GOAL: Can you render the lines below as a JSON list of strings, with one string per line and any blank lines left out?

╭──

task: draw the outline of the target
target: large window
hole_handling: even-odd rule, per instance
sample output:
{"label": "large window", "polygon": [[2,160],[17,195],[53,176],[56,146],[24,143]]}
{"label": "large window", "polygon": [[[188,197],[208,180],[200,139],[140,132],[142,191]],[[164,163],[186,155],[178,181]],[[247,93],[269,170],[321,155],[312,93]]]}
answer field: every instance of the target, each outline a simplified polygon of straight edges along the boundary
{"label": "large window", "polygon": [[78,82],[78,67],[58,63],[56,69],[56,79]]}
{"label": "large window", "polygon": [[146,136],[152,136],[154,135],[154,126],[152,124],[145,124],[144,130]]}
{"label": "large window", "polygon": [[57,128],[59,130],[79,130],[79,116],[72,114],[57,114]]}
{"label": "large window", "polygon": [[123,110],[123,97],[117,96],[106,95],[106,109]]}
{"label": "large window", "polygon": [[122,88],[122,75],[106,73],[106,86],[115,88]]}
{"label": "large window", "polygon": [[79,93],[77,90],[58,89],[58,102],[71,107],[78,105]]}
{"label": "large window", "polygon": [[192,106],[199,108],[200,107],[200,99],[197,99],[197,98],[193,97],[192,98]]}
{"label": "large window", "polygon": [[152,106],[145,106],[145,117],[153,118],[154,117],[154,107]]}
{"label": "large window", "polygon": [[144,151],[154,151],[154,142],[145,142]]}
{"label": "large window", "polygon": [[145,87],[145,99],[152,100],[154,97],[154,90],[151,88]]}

╰──

WORKED SOLUTION:
[
  "task: draw the outline of the target",
  "target: large window",
  "hole_handling: even-odd rule, per instance",
  "sample output:",
  "{\"label\": \"large window\", \"polygon\": [[2,160],[17,195],[53,176],[56,146],[24,143]]}",
  "{\"label\": \"large window\", \"polygon\": [[[188,197],[208,180],[200,139],[140,132],[142,191]],[[164,163],[186,155],[178,181]],[[247,93],[269,170],[321,155],[312,93]]]}",
  "answer field: every instance of the target, each outline a simplified polygon of straight edges along the boundary",
  "{\"label\": \"large window\", \"polygon\": [[78,82],[78,67],[58,63],[56,69],[56,79]]}",
  "{\"label\": \"large window\", \"polygon\": [[146,136],[152,136],[154,135],[154,126],[152,124],[145,124],[144,130]]}",
  "{\"label\": \"large window\", \"polygon\": [[57,128],[59,130],[79,130],[79,116],[72,114],[57,114]]}",
  "{\"label\": \"large window\", \"polygon\": [[123,110],[123,97],[117,96],[106,95],[106,109]]}",
  "{\"label\": \"large window\", \"polygon\": [[122,88],[122,75],[106,73],[106,86],[115,88]]}",
  "{\"label\": \"large window\", \"polygon\": [[79,93],[77,90],[58,89],[58,102],[71,107],[78,105]]}",
  "{\"label\": \"large window\", \"polygon\": [[192,106],[199,108],[200,107],[200,99],[197,99],[197,98],[193,97],[192,98]]}",
  "{\"label\": \"large window\", \"polygon\": [[152,106],[145,106],[145,117],[153,118],[154,117],[154,107]]}",
  "{\"label\": \"large window\", \"polygon\": [[144,151],[154,151],[154,142],[145,142]]}",
  "{\"label\": \"large window\", \"polygon\": [[145,87],[145,99],[152,100],[154,97],[154,90],[151,88]]}"
]